## Excerpt provided

>>>>>

The company also said that a more detailed “technical report” will come later when it makes a final version of the Gemini 2.5 Pro “model family” fully available to the public.
But the newly published six-page model card has also been faulted by at least one AI governance expert for providing “meager” information about the safety evaluations of the model.
Kevin Bankston, a senior advisor on AI Governance at the Center for Democracy and Technology, a Washington, D.C.-based think tank, said in a lengthy thread on social media platform X that the late release of the model card and its lack of detail was worrisome.
“This meager documentation for Google’s top AI model tells a troubling story of a race to the bottom on AI safety and transparency as companies rush their models to market,” he said.
He said the late release of the model card and its lack key safety evaluation results—for instance, details of “red-teaming” tests to trick the AI model into serving up dangerous outputs like bioweapon instructions—suggested that Google “hadn’t finished its safety testing before releasing its most powerful model” and that “it still hasn’t completed that testing even now.”

<<<<<

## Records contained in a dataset
>>>>>

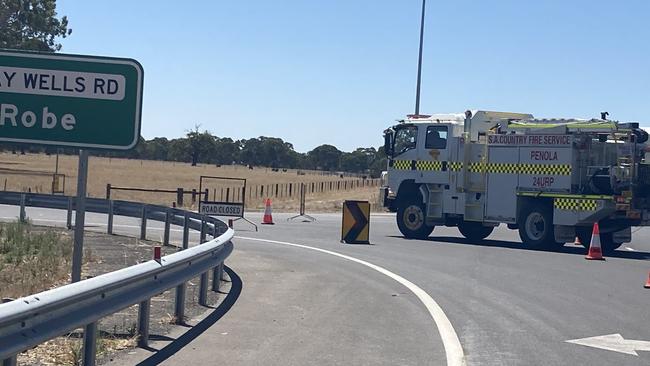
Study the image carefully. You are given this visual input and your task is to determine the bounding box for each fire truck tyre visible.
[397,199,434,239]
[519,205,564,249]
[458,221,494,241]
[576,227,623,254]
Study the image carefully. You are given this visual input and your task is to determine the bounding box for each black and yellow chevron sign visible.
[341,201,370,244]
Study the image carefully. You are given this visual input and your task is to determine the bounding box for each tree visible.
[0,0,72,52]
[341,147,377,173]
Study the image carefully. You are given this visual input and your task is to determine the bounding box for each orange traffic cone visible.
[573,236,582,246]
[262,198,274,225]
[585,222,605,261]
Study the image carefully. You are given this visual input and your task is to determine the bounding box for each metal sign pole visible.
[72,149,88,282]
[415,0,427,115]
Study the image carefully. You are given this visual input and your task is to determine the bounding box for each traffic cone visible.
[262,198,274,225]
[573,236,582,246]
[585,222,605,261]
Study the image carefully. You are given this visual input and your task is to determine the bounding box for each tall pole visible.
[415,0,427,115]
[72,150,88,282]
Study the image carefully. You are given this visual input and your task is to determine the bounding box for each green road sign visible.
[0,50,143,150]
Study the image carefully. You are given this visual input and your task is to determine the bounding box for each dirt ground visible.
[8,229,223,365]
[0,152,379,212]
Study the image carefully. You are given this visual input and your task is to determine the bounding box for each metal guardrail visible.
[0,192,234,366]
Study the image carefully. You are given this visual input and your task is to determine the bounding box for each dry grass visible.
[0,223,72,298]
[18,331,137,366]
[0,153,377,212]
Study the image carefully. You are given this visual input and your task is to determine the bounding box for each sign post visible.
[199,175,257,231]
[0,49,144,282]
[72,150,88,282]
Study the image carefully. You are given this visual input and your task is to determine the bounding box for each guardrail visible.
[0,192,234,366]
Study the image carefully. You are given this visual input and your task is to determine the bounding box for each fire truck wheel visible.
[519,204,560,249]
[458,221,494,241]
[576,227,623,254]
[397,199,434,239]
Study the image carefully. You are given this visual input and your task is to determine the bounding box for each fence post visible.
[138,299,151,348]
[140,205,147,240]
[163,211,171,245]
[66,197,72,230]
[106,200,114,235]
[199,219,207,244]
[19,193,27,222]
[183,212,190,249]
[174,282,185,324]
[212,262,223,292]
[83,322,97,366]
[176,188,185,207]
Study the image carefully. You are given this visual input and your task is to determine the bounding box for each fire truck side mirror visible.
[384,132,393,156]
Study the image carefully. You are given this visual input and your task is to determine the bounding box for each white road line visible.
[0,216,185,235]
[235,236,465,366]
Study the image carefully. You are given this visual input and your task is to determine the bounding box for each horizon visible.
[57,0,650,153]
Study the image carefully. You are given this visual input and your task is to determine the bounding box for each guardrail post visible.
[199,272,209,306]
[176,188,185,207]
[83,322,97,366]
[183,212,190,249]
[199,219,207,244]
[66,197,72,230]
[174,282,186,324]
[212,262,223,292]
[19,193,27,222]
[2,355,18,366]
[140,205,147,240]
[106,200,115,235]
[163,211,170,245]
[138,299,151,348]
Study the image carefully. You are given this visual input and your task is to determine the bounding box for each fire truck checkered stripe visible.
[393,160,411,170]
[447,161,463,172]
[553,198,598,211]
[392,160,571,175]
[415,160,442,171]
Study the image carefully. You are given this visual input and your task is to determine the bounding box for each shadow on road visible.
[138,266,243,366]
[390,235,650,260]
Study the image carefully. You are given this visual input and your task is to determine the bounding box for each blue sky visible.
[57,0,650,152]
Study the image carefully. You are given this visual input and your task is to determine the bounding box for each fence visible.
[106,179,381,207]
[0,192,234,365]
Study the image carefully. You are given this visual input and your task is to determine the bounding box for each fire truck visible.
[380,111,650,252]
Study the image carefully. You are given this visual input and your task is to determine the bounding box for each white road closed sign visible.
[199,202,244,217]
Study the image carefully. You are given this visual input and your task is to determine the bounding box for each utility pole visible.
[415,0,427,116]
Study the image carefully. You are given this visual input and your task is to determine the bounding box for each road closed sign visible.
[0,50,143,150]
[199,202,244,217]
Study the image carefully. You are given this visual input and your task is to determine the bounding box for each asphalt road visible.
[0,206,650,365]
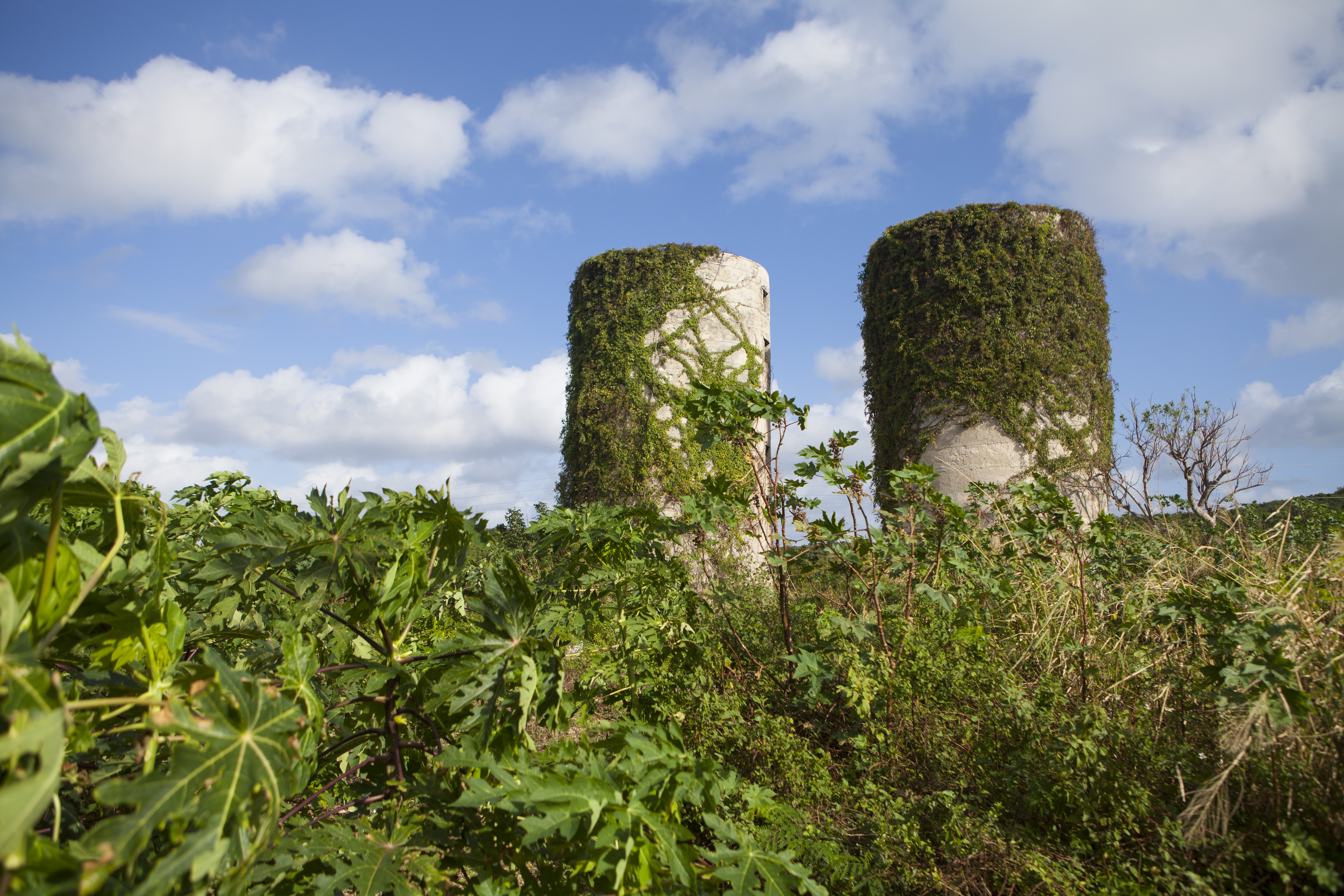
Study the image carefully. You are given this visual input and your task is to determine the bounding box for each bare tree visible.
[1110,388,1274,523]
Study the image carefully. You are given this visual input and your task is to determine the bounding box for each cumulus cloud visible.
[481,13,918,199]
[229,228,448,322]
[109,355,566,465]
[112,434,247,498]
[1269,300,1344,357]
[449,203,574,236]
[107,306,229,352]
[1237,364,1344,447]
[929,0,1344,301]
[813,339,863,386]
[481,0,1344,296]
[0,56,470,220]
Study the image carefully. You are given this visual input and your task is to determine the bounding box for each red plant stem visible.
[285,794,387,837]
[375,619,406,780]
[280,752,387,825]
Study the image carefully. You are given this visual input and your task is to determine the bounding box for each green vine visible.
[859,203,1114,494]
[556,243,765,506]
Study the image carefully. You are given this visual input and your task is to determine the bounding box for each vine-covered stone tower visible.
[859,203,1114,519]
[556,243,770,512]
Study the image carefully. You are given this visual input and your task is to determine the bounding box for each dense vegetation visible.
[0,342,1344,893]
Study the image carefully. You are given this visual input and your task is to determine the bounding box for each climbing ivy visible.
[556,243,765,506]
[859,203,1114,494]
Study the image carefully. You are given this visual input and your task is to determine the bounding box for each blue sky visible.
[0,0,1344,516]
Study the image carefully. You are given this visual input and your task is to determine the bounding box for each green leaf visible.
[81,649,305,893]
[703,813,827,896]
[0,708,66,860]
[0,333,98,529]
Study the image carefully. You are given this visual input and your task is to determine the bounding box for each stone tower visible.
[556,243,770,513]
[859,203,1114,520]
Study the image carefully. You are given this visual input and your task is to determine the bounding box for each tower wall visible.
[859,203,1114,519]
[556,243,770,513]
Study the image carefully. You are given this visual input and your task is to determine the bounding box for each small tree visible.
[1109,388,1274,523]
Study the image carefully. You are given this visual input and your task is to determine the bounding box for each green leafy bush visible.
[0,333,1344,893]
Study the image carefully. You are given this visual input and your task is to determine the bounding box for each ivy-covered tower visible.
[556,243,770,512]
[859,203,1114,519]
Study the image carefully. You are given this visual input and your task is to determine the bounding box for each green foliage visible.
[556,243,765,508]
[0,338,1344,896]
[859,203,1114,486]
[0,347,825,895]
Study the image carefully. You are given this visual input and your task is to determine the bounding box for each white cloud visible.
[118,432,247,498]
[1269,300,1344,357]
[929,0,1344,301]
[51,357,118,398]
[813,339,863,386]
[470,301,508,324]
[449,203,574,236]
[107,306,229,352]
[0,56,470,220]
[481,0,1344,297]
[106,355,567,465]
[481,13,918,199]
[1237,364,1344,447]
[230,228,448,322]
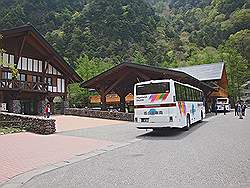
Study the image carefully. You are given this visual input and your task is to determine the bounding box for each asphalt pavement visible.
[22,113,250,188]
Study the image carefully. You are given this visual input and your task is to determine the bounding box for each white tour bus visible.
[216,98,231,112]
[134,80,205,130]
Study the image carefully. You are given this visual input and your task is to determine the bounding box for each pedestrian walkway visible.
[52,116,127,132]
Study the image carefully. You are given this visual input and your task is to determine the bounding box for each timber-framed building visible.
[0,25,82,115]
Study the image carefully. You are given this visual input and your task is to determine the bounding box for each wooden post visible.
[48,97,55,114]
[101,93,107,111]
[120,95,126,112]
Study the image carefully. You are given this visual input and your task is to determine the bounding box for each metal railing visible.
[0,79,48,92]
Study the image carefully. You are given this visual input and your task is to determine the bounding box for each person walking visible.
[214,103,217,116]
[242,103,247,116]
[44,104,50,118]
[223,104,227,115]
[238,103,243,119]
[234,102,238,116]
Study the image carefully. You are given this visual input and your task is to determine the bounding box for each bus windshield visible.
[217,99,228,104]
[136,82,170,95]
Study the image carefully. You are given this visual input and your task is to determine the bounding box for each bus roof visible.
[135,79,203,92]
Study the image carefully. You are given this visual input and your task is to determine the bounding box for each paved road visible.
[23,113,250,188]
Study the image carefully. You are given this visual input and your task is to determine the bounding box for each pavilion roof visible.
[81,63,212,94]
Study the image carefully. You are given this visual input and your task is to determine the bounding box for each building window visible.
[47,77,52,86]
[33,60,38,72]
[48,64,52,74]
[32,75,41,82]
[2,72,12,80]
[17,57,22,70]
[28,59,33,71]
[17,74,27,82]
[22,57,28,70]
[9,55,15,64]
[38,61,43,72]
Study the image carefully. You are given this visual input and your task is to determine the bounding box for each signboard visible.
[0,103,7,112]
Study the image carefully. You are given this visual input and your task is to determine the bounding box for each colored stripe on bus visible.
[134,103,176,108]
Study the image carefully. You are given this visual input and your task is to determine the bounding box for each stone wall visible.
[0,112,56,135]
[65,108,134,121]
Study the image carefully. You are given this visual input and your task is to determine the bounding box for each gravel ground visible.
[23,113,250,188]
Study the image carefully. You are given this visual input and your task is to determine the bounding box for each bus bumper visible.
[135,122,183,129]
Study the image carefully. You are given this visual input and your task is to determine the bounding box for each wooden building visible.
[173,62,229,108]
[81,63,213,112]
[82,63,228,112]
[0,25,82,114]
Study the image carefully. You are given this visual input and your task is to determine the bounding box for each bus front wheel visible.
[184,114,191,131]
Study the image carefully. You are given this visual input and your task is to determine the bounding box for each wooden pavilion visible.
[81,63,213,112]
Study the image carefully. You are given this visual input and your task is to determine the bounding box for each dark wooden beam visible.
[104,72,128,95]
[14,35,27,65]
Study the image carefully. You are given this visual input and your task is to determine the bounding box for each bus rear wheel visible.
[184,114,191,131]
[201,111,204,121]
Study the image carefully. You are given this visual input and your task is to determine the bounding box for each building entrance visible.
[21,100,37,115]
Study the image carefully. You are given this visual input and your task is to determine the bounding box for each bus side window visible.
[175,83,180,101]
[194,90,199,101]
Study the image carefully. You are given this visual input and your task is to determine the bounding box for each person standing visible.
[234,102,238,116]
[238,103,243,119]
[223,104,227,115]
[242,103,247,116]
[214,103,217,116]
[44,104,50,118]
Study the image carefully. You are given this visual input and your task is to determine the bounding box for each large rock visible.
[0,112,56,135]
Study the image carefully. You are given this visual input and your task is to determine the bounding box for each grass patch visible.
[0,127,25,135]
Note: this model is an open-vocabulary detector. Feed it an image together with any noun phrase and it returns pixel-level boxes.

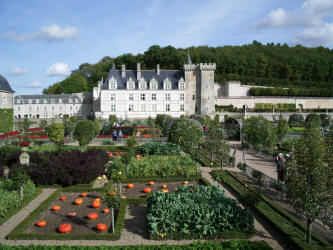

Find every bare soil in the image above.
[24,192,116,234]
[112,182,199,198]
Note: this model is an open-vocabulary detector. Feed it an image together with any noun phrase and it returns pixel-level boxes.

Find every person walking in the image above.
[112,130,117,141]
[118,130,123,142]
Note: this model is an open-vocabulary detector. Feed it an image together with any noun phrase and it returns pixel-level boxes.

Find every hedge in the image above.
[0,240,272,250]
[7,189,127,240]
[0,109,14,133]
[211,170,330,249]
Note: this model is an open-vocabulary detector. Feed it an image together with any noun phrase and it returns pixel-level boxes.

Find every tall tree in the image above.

<<<<<

List every term of one or two words that the excerpt on the Gemini 2.5 Pro model card places in quotation marks. These records were drawn from a source separate from the text.

## Response to this exercise
technical report
model family
meager
red-teaming